■ EXERCISE AIM
Exclude the pictures and retype the entries as written.
[begin GIVEN RECORDS]
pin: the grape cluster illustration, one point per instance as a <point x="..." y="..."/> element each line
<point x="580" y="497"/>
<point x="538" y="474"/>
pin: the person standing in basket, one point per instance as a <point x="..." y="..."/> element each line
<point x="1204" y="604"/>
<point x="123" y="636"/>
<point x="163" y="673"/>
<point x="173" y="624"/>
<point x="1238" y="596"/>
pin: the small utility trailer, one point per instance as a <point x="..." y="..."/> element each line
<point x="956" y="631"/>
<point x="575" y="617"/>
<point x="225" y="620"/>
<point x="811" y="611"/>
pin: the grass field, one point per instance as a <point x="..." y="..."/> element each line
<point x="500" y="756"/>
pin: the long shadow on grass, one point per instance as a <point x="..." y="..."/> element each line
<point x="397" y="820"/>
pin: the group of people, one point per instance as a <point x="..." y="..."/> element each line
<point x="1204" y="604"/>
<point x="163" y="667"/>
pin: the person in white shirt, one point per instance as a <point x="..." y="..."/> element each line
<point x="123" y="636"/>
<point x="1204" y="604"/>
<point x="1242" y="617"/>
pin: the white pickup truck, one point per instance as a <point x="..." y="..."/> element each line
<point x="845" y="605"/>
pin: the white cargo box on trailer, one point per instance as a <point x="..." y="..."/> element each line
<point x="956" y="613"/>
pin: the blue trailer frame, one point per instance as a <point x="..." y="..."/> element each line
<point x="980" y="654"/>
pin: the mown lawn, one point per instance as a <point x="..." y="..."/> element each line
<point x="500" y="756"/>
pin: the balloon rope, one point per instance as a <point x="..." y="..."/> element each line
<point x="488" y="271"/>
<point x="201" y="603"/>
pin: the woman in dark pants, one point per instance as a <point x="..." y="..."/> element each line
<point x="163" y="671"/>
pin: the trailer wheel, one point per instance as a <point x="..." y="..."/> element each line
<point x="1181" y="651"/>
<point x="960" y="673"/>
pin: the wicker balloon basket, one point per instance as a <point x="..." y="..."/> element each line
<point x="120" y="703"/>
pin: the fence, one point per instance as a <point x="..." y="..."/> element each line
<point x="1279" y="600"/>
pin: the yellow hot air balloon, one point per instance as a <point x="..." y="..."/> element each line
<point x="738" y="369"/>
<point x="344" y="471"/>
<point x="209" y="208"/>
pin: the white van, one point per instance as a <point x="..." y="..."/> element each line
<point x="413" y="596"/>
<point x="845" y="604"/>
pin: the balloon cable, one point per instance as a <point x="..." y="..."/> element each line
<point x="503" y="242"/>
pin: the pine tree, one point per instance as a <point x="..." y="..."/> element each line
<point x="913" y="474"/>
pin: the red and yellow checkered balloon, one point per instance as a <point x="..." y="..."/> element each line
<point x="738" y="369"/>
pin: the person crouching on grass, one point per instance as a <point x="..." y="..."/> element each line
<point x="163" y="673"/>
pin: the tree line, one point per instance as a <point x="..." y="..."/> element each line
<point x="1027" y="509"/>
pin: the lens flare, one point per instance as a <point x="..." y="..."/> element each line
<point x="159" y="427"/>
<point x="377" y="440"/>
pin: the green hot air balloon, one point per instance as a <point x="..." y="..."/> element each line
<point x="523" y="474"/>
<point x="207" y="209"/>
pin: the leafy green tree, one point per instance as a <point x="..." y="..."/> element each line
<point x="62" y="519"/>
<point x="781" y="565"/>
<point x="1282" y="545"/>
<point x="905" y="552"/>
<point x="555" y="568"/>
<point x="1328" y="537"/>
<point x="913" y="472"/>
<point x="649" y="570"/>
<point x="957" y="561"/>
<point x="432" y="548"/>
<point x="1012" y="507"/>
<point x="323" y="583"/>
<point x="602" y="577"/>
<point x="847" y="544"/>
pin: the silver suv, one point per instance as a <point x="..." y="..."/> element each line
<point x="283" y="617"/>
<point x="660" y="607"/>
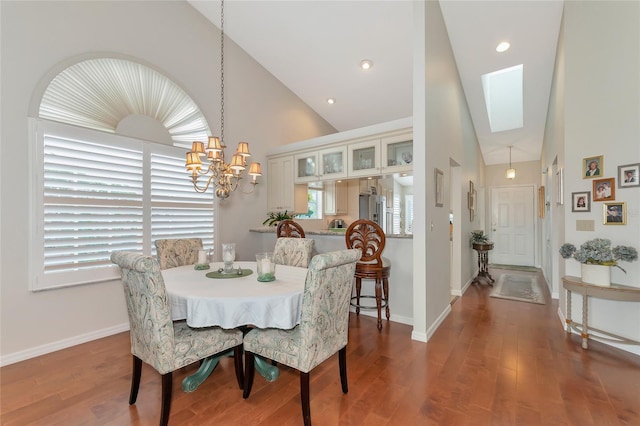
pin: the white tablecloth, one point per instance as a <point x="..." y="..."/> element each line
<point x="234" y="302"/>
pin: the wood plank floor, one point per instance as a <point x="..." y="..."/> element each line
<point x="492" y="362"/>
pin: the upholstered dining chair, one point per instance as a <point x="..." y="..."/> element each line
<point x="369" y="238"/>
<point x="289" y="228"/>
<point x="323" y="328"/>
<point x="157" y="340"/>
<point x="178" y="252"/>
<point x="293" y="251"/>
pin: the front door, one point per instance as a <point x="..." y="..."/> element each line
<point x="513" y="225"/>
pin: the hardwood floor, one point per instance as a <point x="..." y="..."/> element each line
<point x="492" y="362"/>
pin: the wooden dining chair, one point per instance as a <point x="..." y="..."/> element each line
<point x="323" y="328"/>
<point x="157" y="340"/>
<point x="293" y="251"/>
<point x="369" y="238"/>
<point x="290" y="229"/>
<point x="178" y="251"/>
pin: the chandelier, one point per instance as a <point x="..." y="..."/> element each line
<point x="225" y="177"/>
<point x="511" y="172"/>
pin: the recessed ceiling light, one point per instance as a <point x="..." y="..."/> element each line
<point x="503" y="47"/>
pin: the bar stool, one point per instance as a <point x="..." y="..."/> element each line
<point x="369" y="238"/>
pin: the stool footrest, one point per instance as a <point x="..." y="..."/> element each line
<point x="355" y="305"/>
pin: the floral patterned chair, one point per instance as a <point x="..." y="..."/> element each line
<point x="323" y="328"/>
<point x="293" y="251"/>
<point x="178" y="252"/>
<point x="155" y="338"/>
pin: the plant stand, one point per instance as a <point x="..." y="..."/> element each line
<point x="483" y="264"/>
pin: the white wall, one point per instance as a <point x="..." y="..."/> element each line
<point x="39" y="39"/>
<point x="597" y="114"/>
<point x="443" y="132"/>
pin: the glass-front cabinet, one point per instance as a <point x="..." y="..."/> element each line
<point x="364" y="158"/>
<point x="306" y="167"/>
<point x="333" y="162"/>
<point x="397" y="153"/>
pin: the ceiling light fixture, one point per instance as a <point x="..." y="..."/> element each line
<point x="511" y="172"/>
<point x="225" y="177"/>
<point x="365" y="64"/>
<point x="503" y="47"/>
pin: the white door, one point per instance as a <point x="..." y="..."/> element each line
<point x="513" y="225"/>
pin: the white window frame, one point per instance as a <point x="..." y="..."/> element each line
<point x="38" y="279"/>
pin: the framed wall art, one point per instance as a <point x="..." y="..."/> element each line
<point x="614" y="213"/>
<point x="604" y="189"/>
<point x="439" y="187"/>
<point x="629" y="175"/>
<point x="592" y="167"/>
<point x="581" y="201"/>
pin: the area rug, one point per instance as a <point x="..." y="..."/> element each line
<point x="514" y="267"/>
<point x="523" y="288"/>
[end GIVEN RECORDS]
■ RESPONSE FOR THIS EXERCISE
pin: the grape cluster illustration, one point per instance as a <point x="..." y="..."/> element each line
<point x="580" y="497"/>
<point x="538" y="474"/>
pin: the person standing in basket, one point per instance as a <point x="..." y="..."/> element each line
<point x="1204" y="604"/>
<point x="123" y="636"/>
<point x="163" y="673"/>
<point x="173" y="624"/>
<point x="1238" y="596"/>
pin: the small utility trailer, one point per instance as a <point x="..." y="..."/> element each line
<point x="956" y="631"/>
<point x="575" y="617"/>
<point x="225" y="620"/>
<point x="811" y="611"/>
pin: the grass field, one point per instance as a <point x="..." y="..."/> element each line
<point x="500" y="756"/>
pin: the long shadow on grass, one point per instance as a <point x="..." y="..."/> element each line
<point x="397" y="820"/>
pin: the group of people, one point per instance as a <point x="..." y="..."/> element each line
<point x="1204" y="604"/>
<point x="163" y="667"/>
pin: the person in white shirt, one point per instance as a <point x="..." y="..."/> element each line
<point x="123" y="636"/>
<point x="1204" y="604"/>
<point x="1242" y="617"/>
pin: the white pickup truck, one point per instance as a <point x="..." y="..."/> element each line
<point x="845" y="605"/>
pin: the white cargo box on trailer, one point per instance as a <point x="..." y="..."/> element each line
<point x="956" y="613"/>
pin: the blue trailer frame, one point per instance as a <point x="..." y="..."/> element each line
<point x="980" y="654"/>
pin: the mown lawn, one point per instance as a <point x="..." y="..."/> element each line
<point x="500" y="756"/>
pin: the balloon rope, one point per instance as a <point x="..." y="..."/> element each line
<point x="488" y="271"/>
<point x="201" y="603"/>
pin: the woman in dark pants, one point per instance as a <point x="..." y="..."/> element each line
<point x="163" y="671"/>
pin: the trailer wheel, one point per instance as a <point x="..." y="..."/> element each line
<point x="1181" y="651"/>
<point x="960" y="673"/>
pin: the wicker balloon basket, one point per instance as a <point x="..." y="..."/> element each line
<point x="120" y="703"/>
pin: the fence, one point per instance as a <point x="..." y="..."/> element each line
<point x="1279" y="600"/>
pin: the yellow hot air balloon, one point per instance as a <point x="..." y="..."/> element each line
<point x="738" y="369"/>
<point x="344" y="471"/>
<point x="209" y="208"/>
pin: the white van, one point per instance as a <point x="..." y="..."/> element each line
<point x="413" y="596"/>
<point x="845" y="604"/>
pin: the balloon cable, one point per instance as a <point x="..." y="..."/> element each line
<point x="503" y="242"/>
pin: the pine tree, one point per instance as a <point x="..." y="..."/> element each line
<point x="913" y="474"/>
pin: the red and yellow checkered balloon, one point per instance as a <point x="..." y="..."/> element each line
<point x="738" y="369"/>
pin: the person crouching on grass, one point per instance as a <point x="..." y="..."/> element each line
<point x="163" y="673"/>
pin: the tree line, one point per instance as a <point x="..." y="..."/> element each line
<point x="1027" y="509"/>
pin: the lens flare, one point per instance as a <point x="..." y="..."/> element each line
<point x="159" y="427"/>
<point x="377" y="440"/>
pin: the green hot air balloon, one point per instance as a <point x="..." y="..."/> element each line
<point x="523" y="474"/>
<point x="207" y="209"/>
pin: the leafy green tree, one point per instance as a <point x="..." y="..."/> element each line
<point x="62" y="519"/>
<point x="781" y="565"/>
<point x="1282" y="545"/>
<point x="905" y="552"/>
<point x="555" y="568"/>
<point x="1328" y="537"/>
<point x="913" y="472"/>
<point x="649" y="570"/>
<point x="957" y="561"/>
<point x="432" y="548"/>
<point x="1012" y="507"/>
<point x="323" y="583"/>
<point x="602" y="577"/>
<point x="847" y="544"/>
pin: the silver suv, one point per instance as a <point x="..." y="..."/> element each line
<point x="283" y="617"/>
<point x="660" y="607"/>
pin: the white tablecloth, one point per instance as a <point x="..." y="..."/> element each line
<point x="234" y="302"/>
pin: the wood plank floor, one point per instance as a <point x="..." y="..."/> element each line
<point x="492" y="362"/>
pin: the upholstered dining chair, one point per instance as a <point x="..." y="..."/> element each line
<point x="369" y="238"/>
<point x="289" y="228"/>
<point x="323" y="328"/>
<point x="157" y="340"/>
<point x="178" y="252"/>
<point x="293" y="251"/>
pin: the front door, one point per instance as a <point x="..." y="..."/> element each line
<point x="513" y="225"/>
pin: the hardwood floor, one point per instance as a <point x="..." y="..."/> element each line
<point x="492" y="362"/>
pin: the wooden dining chair, one point per instance as a <point x="..." y="..."/> element each line
<point x="323" y="328"/>
<point x="157" y="340"/>
<point x="293" y="251"/>
<point x="369" y="238"/>
<point x="290" y="229"/>
<point x="178" y="251"/>
pin: the chandelier, one point per instance as a <point x="..." y="..."/> element each line
<point x="225" y="177"/>
<point x="511" y="172"/>
pin: the recessed ceiling light, one point per instance as a <point x="..." y="..."/> element each line
<point x="503" y="47"/>
pin: the bar stool, one point per instance as a <point x="..." y="..."/> element each line
<point x="369" y="238"/>
pin: the stool footrest, one point per instance as a <point x="..." y="..."/> element each line
<point x="355" y="305"/>
pin: the floral patterned chair, one point per instance as a <point x="..." y="..."/> element each line
<point x="323" y="328"/>
<point x="293" y="251"/>
<point x="178" y="252"/>
<point x="155" y="338"/>
pin: the plant stand, one point per instance as a <point x="..." y="..."/> element each line
<point x="483" y="264"/>
pin: the white wall, one point per instance as a <point x="..." y="..."/> element each line
<point x="39" y="39"/>
<point x="597" y="114"/>
<point x="443" y="132"/>
pin: the glass-front cabinet, one point per instance as a <point x="..." y="..."/> element each line
<point x="364" y="158"/>
<point x="306" y="167"/>
<point x="333" y="162"/>
<point x="397" y="153"/>
pin: the ceiling light fixture, one point per instance as a <point x="..." y="..."/> element each line
<point x="511" y="172"/>
<point x="225" y="177"/>
<point x="365" y="64"/>
<point x="503" y="47"/>
pin: the white door, one point per instance as a <point x="..." y="..."/> element each line
<point x="513" y="225"/>
pin: the white window frame, one point per instance as a <point x="..." y="..."/> element each line
<point x="38" y="279"/>
pin: the framed wall art, one point per instance as a <point x="..." y="..."/> element each line
<point x="614" y="213"/>
<point x="604" y="189"/>
<point x="439" y="187"/>
<point x="629" y="175"/>
<point x="592" y="167"/>
<point x="581" y="201"/>
pin: the area rug, one point per instance as a <point x="..." y="..."/> element each line
<point x="514" y="267"/>
<point x="523" y="288"/>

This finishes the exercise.